## What is asked
Only the lines from the one containing "Task: annotation of the neon light" through the end of the data below should be copied, each exactly as written and with both ends kept.

:: Stored data ::

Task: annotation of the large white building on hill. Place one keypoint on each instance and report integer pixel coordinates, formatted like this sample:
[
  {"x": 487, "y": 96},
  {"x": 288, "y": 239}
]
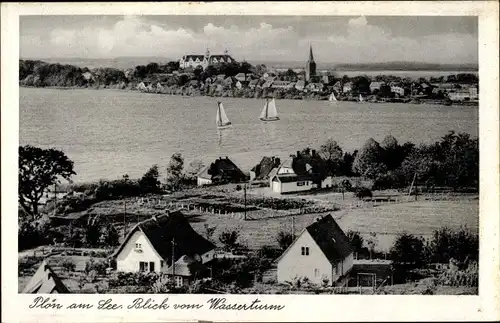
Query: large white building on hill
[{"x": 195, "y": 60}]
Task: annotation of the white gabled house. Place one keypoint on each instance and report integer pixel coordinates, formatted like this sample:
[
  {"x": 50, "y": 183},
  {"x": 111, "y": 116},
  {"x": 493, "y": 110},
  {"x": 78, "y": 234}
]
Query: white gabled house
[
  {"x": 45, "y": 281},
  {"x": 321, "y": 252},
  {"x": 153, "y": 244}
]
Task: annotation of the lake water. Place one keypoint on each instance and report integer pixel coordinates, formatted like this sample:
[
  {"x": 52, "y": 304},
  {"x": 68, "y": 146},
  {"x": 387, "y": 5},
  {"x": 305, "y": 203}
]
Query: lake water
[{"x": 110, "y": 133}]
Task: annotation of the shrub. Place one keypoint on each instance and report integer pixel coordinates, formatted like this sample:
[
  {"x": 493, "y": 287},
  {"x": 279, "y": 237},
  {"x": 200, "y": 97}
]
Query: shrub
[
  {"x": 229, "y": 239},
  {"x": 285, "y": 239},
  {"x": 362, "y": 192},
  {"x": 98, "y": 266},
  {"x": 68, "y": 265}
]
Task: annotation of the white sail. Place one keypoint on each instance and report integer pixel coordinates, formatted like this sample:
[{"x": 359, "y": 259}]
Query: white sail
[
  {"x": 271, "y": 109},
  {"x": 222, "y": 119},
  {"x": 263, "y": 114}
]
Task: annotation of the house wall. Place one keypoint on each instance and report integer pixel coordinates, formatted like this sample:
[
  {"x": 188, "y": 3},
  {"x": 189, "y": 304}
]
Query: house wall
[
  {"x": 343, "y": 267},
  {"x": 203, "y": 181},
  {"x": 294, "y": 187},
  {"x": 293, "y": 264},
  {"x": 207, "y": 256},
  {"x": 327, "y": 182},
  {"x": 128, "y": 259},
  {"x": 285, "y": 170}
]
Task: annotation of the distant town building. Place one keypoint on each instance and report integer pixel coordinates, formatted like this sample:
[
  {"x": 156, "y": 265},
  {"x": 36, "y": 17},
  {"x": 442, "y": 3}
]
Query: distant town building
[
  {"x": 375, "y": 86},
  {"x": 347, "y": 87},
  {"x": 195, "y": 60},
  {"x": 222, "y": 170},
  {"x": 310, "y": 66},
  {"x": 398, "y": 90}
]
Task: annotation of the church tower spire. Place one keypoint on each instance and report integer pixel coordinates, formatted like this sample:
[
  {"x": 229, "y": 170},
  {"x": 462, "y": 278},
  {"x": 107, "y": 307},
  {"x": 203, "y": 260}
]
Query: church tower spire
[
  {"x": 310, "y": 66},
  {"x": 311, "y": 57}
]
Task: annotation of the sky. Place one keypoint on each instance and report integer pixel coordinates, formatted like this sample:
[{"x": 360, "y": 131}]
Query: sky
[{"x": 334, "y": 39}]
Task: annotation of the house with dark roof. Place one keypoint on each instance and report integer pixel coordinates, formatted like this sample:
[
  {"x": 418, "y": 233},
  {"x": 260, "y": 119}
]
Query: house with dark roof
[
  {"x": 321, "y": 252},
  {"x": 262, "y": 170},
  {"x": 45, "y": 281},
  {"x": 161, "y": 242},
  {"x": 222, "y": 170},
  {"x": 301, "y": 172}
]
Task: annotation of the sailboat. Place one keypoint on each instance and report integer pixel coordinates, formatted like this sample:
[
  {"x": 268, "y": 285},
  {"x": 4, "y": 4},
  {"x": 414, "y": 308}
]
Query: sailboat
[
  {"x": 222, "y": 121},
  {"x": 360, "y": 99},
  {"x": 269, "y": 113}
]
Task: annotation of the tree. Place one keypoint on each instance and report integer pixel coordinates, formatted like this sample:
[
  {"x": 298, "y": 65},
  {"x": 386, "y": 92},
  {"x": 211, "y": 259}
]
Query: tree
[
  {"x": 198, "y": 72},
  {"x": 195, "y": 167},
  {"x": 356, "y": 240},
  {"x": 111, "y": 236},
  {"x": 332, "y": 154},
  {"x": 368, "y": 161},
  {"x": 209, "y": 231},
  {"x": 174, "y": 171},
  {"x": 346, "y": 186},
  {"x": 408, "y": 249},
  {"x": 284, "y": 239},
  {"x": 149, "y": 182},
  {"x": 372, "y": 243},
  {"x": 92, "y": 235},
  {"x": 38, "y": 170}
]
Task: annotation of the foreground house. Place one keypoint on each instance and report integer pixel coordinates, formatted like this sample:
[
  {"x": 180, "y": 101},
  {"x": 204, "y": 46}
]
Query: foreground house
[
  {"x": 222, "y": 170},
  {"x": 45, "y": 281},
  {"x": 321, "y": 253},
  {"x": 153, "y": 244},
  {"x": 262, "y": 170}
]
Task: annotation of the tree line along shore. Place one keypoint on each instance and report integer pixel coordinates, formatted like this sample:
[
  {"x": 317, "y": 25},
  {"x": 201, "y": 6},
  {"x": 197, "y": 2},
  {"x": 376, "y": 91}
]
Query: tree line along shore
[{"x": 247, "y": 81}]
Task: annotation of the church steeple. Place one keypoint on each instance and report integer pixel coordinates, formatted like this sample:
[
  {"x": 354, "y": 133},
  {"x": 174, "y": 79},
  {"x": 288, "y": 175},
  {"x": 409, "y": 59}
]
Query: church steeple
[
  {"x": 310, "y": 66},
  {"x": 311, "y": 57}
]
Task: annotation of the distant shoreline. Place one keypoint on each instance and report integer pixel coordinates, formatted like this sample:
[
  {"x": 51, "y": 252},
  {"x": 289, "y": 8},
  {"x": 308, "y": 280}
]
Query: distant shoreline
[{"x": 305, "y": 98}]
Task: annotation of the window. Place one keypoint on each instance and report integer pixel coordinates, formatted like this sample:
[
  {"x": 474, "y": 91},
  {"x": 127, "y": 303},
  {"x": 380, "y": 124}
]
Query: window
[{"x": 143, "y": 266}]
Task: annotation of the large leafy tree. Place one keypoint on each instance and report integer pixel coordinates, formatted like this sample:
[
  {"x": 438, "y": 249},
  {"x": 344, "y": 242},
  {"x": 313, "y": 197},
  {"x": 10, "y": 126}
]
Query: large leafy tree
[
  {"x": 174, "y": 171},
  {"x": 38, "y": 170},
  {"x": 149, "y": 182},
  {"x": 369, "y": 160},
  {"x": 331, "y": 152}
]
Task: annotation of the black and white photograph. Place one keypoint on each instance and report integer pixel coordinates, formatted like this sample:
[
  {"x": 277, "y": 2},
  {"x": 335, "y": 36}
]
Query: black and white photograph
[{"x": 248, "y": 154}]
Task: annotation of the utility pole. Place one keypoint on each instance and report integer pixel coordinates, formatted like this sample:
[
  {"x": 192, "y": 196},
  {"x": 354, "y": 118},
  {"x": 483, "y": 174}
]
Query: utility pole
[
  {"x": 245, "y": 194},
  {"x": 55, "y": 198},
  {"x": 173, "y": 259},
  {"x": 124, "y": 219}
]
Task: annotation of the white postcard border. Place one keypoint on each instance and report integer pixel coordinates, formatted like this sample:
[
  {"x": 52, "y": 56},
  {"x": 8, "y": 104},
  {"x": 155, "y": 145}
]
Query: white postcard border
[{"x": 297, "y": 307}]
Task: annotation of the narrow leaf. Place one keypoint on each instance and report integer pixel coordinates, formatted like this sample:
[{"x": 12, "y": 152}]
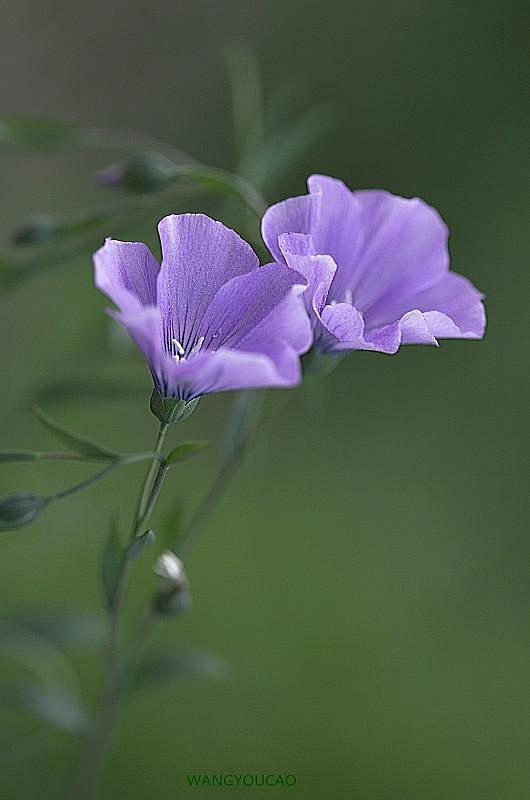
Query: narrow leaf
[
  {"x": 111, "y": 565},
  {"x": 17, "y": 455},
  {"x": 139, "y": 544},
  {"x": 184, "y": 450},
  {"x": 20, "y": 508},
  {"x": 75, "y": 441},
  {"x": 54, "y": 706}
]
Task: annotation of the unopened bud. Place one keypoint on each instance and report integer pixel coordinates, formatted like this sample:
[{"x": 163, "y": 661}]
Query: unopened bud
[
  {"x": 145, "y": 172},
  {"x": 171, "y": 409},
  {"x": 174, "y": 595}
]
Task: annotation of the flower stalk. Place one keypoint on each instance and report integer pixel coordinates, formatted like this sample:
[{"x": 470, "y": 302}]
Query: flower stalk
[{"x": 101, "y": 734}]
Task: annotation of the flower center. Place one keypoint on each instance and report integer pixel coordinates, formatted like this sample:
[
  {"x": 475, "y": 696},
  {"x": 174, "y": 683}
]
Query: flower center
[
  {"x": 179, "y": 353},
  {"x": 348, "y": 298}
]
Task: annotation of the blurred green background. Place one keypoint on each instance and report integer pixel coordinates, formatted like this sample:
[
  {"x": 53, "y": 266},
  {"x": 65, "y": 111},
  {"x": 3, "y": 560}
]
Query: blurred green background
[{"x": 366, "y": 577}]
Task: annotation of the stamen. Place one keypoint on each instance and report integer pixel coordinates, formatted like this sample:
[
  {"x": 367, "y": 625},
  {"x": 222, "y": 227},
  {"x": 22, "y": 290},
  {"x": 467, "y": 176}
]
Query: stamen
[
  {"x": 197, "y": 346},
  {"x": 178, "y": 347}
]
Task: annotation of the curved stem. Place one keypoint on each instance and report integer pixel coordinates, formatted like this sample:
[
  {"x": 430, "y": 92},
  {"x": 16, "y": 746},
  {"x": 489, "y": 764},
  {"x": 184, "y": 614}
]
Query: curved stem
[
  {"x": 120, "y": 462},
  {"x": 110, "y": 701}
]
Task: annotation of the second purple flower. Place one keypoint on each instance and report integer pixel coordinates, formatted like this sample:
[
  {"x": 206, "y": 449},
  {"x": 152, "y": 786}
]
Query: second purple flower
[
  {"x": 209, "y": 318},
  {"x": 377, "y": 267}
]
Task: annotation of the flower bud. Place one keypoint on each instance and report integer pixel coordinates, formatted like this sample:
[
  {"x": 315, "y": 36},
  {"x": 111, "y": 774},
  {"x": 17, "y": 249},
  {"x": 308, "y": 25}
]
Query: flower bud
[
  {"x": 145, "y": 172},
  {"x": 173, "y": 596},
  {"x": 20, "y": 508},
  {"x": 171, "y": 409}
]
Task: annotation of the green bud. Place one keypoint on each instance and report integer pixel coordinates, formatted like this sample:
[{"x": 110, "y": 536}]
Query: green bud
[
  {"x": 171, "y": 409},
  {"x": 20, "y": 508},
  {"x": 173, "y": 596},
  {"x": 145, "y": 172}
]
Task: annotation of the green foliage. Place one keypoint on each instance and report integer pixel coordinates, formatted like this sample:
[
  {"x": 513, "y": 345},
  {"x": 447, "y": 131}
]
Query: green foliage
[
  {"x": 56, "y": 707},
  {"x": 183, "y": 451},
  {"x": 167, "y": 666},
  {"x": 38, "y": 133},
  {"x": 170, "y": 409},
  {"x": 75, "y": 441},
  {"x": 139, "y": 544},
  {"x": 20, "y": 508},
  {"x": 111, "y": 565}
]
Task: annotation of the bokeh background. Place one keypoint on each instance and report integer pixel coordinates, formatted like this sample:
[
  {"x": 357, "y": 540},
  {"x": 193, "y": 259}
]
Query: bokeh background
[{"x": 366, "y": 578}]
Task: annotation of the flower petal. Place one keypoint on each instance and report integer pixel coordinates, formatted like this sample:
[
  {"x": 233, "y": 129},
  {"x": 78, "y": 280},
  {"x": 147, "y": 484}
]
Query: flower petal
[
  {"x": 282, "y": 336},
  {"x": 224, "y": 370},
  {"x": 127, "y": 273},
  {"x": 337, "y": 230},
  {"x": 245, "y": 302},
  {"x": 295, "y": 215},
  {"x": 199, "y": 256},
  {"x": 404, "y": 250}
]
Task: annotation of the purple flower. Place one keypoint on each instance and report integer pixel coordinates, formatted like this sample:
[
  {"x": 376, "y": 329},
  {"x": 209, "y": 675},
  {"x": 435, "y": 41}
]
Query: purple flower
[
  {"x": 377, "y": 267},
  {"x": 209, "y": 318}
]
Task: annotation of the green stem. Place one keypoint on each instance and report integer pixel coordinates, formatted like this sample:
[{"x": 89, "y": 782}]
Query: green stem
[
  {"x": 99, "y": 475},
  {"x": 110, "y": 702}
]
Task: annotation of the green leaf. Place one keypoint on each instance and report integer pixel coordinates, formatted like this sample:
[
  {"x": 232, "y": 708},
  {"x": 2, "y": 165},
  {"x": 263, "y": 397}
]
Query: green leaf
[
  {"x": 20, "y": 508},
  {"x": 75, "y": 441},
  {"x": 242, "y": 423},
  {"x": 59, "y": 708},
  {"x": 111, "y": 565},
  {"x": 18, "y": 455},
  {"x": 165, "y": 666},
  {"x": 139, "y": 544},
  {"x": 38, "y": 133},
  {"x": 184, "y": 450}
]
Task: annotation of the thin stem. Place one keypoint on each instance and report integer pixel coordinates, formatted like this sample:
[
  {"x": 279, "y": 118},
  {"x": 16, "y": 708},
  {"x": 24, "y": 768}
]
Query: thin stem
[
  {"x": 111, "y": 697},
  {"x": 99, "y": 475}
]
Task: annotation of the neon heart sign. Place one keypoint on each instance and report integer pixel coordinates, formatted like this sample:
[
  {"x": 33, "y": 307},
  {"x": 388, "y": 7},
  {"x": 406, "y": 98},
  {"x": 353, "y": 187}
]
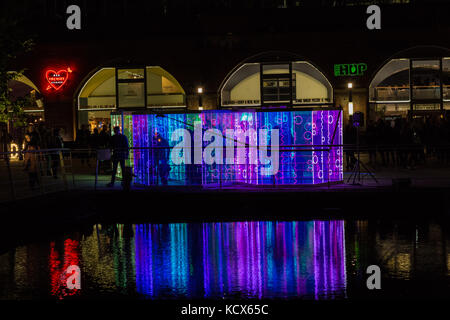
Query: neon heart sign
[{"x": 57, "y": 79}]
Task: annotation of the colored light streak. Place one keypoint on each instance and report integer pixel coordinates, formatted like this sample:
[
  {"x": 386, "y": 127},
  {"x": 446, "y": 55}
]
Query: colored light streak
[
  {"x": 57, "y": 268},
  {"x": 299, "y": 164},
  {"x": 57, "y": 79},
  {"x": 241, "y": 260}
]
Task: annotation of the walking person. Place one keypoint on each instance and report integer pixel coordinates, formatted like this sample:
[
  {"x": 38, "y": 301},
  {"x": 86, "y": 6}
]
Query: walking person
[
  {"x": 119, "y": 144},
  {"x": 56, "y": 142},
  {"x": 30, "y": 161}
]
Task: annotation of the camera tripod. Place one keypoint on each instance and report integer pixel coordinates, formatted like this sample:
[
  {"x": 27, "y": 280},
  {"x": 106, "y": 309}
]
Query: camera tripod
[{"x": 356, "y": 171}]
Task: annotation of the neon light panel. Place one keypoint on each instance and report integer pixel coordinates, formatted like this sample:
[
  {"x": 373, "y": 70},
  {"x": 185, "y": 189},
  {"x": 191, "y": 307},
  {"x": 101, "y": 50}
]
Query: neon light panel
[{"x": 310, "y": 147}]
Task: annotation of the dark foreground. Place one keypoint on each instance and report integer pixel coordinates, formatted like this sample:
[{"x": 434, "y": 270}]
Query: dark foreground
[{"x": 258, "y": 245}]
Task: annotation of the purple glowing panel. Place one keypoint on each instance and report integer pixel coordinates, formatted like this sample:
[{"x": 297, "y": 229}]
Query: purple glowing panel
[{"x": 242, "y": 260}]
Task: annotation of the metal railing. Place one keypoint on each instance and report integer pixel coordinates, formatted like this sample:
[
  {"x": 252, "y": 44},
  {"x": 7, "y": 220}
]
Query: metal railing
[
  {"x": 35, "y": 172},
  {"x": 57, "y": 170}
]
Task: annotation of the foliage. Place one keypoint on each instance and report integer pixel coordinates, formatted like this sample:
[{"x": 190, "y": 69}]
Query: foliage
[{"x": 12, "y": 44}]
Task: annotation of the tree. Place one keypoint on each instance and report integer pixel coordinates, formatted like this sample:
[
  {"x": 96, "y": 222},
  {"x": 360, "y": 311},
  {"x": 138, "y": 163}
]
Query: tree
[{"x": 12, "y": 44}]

:::

## Answer below
Task: annotation of the neon light panel. Place one keypoint on each instance and report integer pixel coordinates, formatted like this sample:
[
  {"x": 373, "y": 70},
  {"x": 185, "y": 189},
  {"x": 191, "y": 307},
  {"x": 101, "y": 50}
]
Query: neon light panel
[{"x": 310, "y": 147}]
Task: annotation of the dark foreground. Place one keypoint on each instance and report integer pixel coordinates, formatted like this sample:
[{"x": 434, "y": 270}]
Query: dark foreground
[{"x": 258, "y": 245}]
Task: annotation of the purple glowing panel. Place one keypoint on each instance and report integer pixel coordinates, formatted like this sample:
[{"x": 297, "y": 229}]
Query: purple glowing panel
[{"x": 242, "y": 260}]
Task: annotation of the metal railing. Place one keypoint on each instance and report integer pixel coordinates, formatted like this sample:
[
  {"x": 252, "y": 44},
  {"x": 7, "y": 220}
]
Query: metal railing
[
  {"x": 35, "y": 172},
  {"x": 57, "y": 170}
]
Task: annotation of the foliage. Place one keypoint on each instance and report integer pixel coordinates, formatted like this sample:
[{"x": 190, "y": 69}]
Query: foliage
[{"x": 12, "y": 44}]
Task: annotation of the tree. Place one keypoint on each instance and report integer pixel coordinates, formatted like this sample:
[
  {"x": 96, "y": 222},
  {"x": 360, "y": 311},
  {"x": 138, "y": 163}
]
Query: tree
[{"x": 12, "y": 44}]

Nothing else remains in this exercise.